▶ **EXERCISE PROMPT**:
Reproduce the listing below word for word, leaving out the picture.

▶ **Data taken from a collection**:
* START *
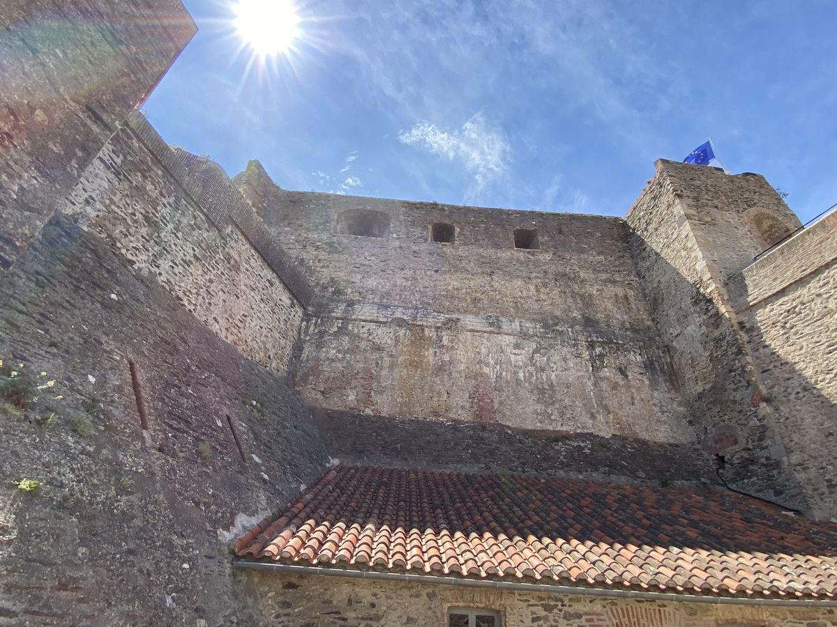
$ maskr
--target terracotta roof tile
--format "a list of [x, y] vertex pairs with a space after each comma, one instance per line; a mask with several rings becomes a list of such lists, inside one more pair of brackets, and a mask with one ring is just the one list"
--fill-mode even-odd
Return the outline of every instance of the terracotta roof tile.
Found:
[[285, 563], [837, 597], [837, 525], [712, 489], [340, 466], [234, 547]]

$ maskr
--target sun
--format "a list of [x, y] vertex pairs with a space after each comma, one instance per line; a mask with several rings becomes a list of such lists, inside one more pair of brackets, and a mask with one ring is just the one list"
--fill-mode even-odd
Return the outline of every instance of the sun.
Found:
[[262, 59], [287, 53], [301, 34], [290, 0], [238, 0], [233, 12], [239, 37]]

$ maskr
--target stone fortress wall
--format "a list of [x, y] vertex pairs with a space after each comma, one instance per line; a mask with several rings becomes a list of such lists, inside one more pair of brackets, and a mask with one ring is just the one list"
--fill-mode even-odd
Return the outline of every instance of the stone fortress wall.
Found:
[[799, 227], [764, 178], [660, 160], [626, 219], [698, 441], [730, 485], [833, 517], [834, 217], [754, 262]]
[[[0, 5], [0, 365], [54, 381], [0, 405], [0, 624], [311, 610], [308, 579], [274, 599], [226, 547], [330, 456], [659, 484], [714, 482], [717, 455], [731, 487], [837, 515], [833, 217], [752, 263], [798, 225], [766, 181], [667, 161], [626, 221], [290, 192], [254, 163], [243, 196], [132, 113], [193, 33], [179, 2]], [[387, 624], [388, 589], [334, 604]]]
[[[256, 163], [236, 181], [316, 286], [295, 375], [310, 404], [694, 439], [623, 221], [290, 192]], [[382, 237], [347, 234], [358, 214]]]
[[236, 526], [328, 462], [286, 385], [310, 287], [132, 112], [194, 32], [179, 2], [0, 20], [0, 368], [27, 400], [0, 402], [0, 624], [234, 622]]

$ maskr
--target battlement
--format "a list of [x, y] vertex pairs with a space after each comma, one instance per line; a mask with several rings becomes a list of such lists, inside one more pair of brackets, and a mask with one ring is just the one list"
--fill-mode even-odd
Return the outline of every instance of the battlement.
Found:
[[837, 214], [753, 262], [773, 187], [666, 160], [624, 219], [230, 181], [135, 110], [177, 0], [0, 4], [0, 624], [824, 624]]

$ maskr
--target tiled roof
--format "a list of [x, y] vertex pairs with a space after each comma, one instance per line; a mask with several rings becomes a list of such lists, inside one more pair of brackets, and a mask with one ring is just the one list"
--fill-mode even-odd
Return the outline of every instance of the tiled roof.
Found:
* END *
▶ **FINISHED TASK**:
$ maskr
--target terracotta roof tile
--format "a list of [x, y] vertex pairs with a space after each comma, one instance per line; a mask with several rings becomes a list of such lists, inside one more pair of brackets, and a mask with one ring is just the one list"
--fill-mode even-odd
Return the outline of every instance of the terracotta roof tile.
Found:
[[285, 563], [837, 597], [837, 525], [712, 489], [340, 466], [234, 547]]

$ maskr
--target sun
--format "a list of [x, y] vertex pairs with a space after each comma, one instance per line; a mask with several rings becomes a list of such lists, inside one more pair of brackets, and a mask with one ring is just the one list"
--fill-mode even-odd
Return the outline of every instance of the sun.
Found:
[[262, 59], [287, 53], [301, 34], [290, 0], [238, 0], [233, 12], [239, 37]]

$ maskr
--target stone fortress wall
--format "a list of [x, y] vertex pairs with a space after each comma, one instance per line; a mask with several rings becomes a list of such lists, inside one more pair of brackets, and a mask with one ring is just the one list"
--fill-mode even-odd
Return the outline of every instance of the stone fortress wall.
Found:
[[799, 227], [764, 178], [660, 160], [626, 219], [698, 441], [730, 485], [833, 517], [834, 217], [754, 262]]
[[[0, 5], [0, 365], [54, 381], [0, 405], [0, 624], [311, 610], [308, 579], [274, 599], [226, 547], [330, 456], [659, 484], [714, 482], [717, 455], [731, 487], [837, 515], [833, 217], [752, 263], [798, 225], [766, 181], [667, 161], [626, 221], [290, 192], [254, 163], [243, 196], [132, 113], [193, 33], [179, 2]], [[387, 624], [388, 589], [334, 604]]]
[[[256, 163], [236, 181], [316, 286], [295, 375], [310, 404], [694, 439], [623, 221], [290, 192]], [[382, 237], [347, 234], [358, 214]]]
[[236, 526], [328, 462], [286, 385], [310, 287], [132, 112], [194, 32], [179, 2], [0, 20], [0, 368], [27, 400], [0, 402], [0, 624], [234, 622]]

$ maskr
--target battlement
--format "a list of [x, y] vertex pairs with a space after each comma, one instance per line; a mask with several rings becomes a list of such lists, inside one more pair of brackets, and a mask with one ring is just the one list"
--fill-mode even-odd
Return the outline of every instance of the battlement.
Found:
[[837, 214], [753, 262], [773, 187], [666, 160], [624, 219], [230, 181], [135, 110], [177, 0], [0, 4], [0, 624], [824, 624]]

$ maskr
--target tiled roof
--format "a list of [x, y] vertex pairs with a space after each comma, one instance per line; a mask with several rings becomes a list of such lists, inside one more pair of brackets, and a mask with one ring is just the one list"
--fill-mode even-odd
Return the outline of every instance of the tiled roof.
Found:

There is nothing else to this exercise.